* 記述課題 A
抜粋によると、黒人奴隷の家庭料理だったフライドチキンには、鶏のどの部位が使われていましたか。
* 記述課題 B
抜粋の中で、著者が取材の照準を食そのものから食卓を囲む人たちへ移したのはなぜですか。一文から三文で説明してください。

* 抜粋

--------------------------------------------------

被差別の食卓(上原 善広 新潮新書)
朝日文庫や岩波新書が出しそうなタイトルと内容だが、なぜか新潮社が版元である。南砂町のブックオフの新書や文庫コーナーに3冊並んでいた。いずれもカバー真新しく、挟まれた紐しおりはト音記号のように丸まっていた。読んだ形跡ナシ。学習会にでも使ったのだろうか。
被差別部落出身の若きフリージャーナリストが、アメリカ、ブラジル、ブルガリア、イラク、ネパールなどの被差別民の食卓を歩いたルポだ。辺見庸の『もの食う人びと』(共同通信社 1994年)が思い浮かぶが、取材時は20代だった若者の旅らしく清新な驚きがあり、『深夜特急』(沢木 耕太郎)も思い出した。
KFCで知られるフライドチキンの発祥がソウルフードだとは、著者と同様に知らなかった。美味な胸肉や腿肉は白人のご主人様が食べ、残った手羽先や首などを小骨まで食べられるほどよく揚げた(Deep Fly)ものが、黒人奴隷の家庭料理だったのだ。また白人は食べなかったナマズ(Cat Fish)を揚げた料理も、ナマズ養殖産業が盛んなほど、いまやポピュラーな南部料理なっているそうだ。
俺もブラジルはサンパウロで食べた、豚の耳や鼻、内臓を豆と一緒に煮込んだ濃厚なスープ料理のフェジョアーダも同様に、今日では代表的なブラジル料理のひとつとなっている。一般には普及しなかったが、日本の被差別部落でも、著者が食べて育ったビーフジャーキーと似たサイボシや牛肉の腸を油で揚げたアブラカスなどが生まれ、いまも食べられているという。
一方、ブルガリアのロマ(ジプシー)のハリネズミ料理の肉はゴムのように固く臭く、死馬牛の処理をするネパールの不可触賤民サルキの牛肉料理は血抜きが不十分で、著者には不味かったようだ。支配層が食べないものや捨てる部位から、過酷な肉体労働に耐える栄養豊かで美味な対抗的な食文化として、「被差別民の抵抗的余り物料理」が生まれてきたのではないか。そんな著者の仮説は、自身の味覚によってあっさり覆される。
被差別民が余り物や残り物を食べてきた事実は裏づけられたが、ロマやサルキの食物に食文化といえるほどの豊かさを感じられなかったのだ。そこで、食そのものではなく、食卓を囲む人たちへ照準を移して、著者は都市の廃墟や村を訪ね歩き、古老や若者、子どもたちへインタビューを試みる。ピンボールマシンのボールのように、あちこちにぶつかりながら、思いもかけぬ方向に著者の心は転がっていく。その取材の過程に読みでがある。
爆撃で廃墟となったビルに住むイラクのロマは、排泄物の溜まった部屋の隣室に瀕死の病人を寝かせておく不衛生に平気だった。ヒンドゥー教のネパールで禁忌とされる死馬牛の処理をする不可触賤民サルキは、穢れたもののように、といった比喩ではなく、穢れたものとして凄まじい差別を受けていた。やっと会えたサルキは、「差別されるから」と牛食を止め、サルキというカースト名も変えていた。想像以上の貧困と差別を眼前にして、同じ被差別の出自ながら、豊かな日本の若者に過ぎない著者は苛立つ。

--------------------------------------------------

* 提供データ

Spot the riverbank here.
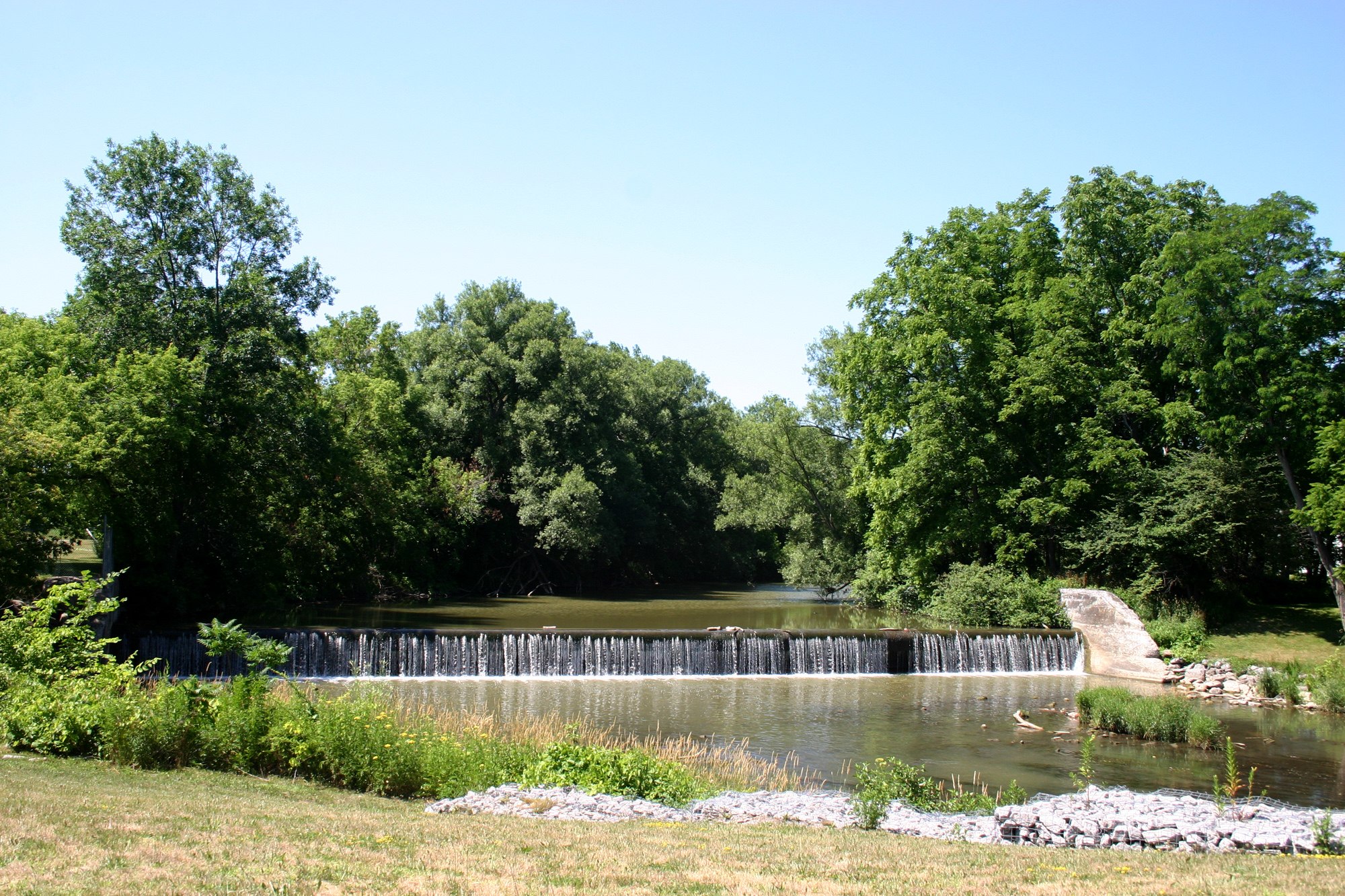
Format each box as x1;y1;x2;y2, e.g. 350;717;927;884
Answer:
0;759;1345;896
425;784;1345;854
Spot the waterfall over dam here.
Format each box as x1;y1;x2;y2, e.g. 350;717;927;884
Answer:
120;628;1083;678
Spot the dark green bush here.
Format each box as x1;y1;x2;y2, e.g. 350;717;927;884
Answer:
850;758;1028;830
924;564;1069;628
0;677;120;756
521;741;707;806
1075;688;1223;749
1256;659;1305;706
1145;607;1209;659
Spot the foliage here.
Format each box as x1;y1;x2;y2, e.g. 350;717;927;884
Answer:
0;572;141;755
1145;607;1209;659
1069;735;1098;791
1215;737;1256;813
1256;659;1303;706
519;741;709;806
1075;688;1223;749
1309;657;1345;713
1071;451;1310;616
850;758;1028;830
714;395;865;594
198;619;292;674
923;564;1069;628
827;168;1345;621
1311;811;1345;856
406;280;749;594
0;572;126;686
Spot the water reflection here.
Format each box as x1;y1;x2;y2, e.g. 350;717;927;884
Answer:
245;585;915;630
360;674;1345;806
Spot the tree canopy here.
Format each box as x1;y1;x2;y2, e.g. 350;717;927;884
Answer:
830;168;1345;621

--------------------------------------------------

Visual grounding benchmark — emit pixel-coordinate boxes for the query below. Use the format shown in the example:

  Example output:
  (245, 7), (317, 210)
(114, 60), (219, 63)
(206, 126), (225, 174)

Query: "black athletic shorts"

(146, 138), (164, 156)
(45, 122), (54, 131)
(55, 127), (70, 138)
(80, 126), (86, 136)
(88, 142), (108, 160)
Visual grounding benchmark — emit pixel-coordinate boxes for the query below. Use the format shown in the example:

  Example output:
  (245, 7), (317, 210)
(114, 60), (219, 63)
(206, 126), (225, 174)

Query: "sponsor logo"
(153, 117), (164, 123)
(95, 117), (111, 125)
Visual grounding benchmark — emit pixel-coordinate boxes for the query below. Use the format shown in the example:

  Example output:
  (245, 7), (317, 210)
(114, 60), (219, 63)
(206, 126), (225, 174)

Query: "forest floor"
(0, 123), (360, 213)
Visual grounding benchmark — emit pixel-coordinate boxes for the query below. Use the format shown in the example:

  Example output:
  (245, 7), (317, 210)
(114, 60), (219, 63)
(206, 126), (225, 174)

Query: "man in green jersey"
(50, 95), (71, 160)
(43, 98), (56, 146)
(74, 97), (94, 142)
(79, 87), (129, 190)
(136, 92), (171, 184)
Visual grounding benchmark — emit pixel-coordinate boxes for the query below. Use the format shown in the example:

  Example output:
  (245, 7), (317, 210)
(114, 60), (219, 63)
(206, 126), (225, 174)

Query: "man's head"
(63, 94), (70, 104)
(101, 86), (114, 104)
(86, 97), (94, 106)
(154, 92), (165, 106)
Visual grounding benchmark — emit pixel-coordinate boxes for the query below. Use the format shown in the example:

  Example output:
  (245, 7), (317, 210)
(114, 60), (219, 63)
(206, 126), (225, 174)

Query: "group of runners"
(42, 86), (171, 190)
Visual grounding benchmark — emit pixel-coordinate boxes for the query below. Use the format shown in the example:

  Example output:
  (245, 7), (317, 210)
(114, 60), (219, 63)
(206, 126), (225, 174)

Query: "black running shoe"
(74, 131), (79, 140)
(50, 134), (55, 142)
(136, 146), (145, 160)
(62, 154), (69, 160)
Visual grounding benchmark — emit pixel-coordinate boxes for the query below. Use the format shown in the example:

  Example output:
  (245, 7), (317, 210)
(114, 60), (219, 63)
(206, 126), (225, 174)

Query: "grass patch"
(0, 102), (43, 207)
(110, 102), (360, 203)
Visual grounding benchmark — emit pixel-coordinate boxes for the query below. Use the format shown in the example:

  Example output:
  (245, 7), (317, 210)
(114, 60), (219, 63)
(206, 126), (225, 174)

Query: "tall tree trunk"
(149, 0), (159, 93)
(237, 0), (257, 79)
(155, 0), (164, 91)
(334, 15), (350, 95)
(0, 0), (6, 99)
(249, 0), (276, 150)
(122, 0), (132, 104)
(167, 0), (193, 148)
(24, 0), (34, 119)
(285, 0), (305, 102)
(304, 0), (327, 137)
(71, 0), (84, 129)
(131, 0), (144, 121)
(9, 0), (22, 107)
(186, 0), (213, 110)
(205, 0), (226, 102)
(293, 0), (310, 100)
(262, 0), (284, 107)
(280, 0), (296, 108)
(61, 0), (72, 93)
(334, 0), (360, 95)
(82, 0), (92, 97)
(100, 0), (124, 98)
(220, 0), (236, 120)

--------------------------------------------------

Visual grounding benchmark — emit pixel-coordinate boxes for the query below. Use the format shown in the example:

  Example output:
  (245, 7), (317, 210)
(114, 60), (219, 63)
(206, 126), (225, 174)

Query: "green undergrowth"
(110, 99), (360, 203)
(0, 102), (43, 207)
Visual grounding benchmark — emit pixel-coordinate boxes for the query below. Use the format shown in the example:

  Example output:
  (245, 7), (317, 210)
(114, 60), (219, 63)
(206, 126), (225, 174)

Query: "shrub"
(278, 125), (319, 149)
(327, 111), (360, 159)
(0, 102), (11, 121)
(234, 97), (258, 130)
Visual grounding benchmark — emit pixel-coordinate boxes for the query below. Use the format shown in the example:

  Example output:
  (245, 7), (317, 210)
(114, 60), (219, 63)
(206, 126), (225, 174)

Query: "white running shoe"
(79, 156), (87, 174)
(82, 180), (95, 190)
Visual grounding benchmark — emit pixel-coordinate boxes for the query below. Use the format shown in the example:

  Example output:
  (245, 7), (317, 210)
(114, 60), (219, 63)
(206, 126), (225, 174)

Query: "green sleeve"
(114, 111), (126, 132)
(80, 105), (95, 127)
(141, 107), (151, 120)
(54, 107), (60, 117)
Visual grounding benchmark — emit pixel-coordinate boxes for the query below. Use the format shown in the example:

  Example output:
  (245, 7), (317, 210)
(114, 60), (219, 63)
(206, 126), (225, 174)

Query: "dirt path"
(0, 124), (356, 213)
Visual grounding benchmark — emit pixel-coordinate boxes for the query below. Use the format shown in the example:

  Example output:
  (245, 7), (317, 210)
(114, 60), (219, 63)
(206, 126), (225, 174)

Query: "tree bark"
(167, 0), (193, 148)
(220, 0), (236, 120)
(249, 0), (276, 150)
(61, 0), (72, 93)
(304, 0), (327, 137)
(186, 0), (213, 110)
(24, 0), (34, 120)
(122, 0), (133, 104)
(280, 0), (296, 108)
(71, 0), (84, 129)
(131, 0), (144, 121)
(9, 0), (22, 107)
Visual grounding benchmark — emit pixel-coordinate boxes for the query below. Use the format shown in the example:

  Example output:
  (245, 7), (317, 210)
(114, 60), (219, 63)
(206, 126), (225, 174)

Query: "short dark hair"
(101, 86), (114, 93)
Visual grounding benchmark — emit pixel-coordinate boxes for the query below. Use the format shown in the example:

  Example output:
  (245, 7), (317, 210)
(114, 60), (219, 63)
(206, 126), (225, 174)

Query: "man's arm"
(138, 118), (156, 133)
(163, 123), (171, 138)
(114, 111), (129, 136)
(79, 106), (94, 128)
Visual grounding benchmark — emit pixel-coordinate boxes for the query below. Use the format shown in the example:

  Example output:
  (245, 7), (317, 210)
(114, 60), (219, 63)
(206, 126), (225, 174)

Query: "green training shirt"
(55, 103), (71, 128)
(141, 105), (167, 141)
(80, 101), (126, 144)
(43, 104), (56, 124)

--------------------------------------------------

* 解答例 A
白人のご主人様が食べずに残した手羽先や首などの部位が使われていました。

* 解答例 B
ロマのハリネズミ料理やサルキの牛肉料理は著者の口に合わず、「被差別民の抵抗的余り物料理」という仮説が自身の味覚で覆されたからです。被差別民が余り物を食べてきた事実は裏づけられたものの、ロマやサルキの食物には食文化といえるほどの豊かさが感じられませんでした。